Please pull out each line of the rows below that contains the word "door".
==== Material shown
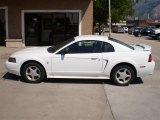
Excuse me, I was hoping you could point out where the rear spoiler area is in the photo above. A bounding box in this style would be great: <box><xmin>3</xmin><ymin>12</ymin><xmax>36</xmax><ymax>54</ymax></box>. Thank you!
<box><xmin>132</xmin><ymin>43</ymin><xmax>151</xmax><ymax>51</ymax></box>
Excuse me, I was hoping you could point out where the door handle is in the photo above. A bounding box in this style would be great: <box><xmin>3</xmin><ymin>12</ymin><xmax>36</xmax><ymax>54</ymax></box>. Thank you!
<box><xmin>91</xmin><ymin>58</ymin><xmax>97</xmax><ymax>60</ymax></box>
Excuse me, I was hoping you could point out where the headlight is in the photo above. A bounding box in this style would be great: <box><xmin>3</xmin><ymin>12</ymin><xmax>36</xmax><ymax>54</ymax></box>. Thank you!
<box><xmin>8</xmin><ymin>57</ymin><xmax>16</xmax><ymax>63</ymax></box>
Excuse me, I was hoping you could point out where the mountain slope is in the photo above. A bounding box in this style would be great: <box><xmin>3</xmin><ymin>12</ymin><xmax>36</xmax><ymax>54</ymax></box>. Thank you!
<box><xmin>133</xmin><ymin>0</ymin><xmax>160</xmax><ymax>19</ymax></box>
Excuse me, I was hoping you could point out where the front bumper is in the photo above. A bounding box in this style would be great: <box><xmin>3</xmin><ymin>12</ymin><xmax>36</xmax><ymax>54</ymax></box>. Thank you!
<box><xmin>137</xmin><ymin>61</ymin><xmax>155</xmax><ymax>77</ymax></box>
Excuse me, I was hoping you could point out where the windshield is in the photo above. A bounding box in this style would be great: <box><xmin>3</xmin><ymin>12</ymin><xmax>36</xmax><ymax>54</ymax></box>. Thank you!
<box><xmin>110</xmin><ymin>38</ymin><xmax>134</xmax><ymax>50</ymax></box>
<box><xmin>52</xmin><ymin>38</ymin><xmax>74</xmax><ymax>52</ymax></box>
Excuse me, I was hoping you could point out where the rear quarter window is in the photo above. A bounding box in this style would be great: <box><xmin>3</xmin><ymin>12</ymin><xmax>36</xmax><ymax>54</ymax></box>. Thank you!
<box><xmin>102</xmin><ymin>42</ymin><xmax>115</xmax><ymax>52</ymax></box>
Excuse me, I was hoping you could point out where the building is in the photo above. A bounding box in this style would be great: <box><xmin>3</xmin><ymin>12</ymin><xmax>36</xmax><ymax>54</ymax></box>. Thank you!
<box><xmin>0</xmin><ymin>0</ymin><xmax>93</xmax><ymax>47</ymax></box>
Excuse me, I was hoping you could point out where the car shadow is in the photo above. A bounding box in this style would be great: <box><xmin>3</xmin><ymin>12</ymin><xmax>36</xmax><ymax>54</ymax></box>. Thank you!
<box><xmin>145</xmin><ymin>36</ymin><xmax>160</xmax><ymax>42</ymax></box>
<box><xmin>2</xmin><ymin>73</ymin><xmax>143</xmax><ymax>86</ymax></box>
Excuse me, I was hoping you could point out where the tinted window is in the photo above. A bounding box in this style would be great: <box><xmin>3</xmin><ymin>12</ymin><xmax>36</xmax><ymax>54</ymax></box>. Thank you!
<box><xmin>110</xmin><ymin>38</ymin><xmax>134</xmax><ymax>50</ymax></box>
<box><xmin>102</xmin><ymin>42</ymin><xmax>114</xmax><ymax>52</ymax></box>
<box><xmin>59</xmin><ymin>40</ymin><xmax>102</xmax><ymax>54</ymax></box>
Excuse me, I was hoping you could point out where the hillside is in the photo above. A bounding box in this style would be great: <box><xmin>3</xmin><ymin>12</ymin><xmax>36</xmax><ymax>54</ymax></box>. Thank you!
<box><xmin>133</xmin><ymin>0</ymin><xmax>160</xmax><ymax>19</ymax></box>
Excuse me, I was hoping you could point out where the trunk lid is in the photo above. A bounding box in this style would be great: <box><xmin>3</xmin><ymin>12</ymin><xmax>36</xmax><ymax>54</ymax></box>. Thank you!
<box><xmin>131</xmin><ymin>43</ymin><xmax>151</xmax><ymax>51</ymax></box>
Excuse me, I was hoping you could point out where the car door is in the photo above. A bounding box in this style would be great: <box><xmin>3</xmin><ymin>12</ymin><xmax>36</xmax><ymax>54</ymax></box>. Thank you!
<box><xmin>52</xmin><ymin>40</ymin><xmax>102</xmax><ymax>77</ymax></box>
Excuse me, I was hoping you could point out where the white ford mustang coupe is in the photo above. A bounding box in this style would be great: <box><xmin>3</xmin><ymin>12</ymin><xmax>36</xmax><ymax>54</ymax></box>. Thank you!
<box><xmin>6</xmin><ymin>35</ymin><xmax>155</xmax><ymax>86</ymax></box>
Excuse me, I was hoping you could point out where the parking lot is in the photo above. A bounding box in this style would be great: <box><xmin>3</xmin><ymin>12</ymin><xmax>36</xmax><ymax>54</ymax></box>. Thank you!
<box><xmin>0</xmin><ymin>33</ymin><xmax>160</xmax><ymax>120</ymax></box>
========
==== Material shown
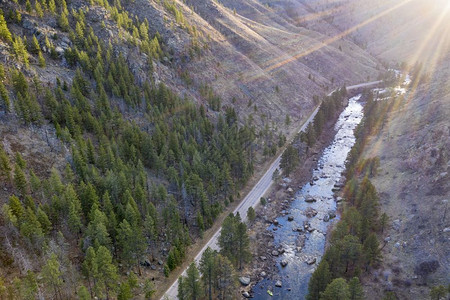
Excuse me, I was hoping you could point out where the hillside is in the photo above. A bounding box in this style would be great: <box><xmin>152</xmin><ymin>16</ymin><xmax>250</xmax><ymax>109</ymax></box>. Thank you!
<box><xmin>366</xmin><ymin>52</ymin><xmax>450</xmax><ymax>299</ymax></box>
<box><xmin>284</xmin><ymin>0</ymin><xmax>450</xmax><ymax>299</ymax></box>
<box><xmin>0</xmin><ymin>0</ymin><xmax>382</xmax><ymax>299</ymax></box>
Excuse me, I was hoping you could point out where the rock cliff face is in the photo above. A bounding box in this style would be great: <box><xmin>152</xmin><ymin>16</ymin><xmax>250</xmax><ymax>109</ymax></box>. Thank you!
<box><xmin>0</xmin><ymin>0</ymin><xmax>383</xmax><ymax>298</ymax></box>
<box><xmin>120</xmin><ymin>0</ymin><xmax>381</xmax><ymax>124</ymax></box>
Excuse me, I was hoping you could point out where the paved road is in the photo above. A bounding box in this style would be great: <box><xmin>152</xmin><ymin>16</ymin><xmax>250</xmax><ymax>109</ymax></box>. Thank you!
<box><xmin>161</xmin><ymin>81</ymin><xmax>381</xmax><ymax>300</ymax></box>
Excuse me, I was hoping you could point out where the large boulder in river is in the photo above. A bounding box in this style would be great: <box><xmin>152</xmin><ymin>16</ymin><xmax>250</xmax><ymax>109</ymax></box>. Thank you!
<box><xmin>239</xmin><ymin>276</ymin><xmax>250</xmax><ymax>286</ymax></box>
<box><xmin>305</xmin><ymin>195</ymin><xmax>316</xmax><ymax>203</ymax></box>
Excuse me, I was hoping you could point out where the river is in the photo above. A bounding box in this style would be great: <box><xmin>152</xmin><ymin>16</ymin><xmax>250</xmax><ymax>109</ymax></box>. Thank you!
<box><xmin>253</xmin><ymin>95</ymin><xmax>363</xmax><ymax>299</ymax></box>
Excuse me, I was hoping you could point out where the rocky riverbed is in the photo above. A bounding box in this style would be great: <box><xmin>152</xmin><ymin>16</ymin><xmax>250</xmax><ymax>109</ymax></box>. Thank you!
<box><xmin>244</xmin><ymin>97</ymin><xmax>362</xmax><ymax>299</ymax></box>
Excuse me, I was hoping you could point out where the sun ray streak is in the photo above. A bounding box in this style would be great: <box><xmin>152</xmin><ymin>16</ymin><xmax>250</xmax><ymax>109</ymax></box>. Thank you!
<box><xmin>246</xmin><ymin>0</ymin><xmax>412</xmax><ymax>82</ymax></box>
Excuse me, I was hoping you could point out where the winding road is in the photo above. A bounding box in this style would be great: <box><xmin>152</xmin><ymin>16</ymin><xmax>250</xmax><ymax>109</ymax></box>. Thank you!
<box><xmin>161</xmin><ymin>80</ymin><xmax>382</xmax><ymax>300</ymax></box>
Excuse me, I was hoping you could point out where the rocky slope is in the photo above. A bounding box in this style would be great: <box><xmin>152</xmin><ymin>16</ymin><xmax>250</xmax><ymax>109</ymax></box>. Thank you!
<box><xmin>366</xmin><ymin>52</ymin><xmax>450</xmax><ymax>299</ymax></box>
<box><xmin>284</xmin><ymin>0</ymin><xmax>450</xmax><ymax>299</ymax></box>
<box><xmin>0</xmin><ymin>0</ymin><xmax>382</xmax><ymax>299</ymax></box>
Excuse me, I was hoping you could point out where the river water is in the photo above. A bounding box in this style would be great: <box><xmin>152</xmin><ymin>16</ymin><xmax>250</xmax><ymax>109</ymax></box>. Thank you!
========
Response to this task.
Excuse me, I was hoping you could point out where the door handle is in the photo above. A bounding box in this style would be great: <box><xmin>3</xmin><ymin>12</ymin><xmax>36</xmax><ymax>54</ymax></box>. Thank you!
Excuse me, I was hoping you could point out where the car door is in the photo above. A bounding box in this style would be great: <box><xmin>3</xmin><ymin>12</ymin><xmax>36</xmax><ymax>54</ymax></box>. Thank you!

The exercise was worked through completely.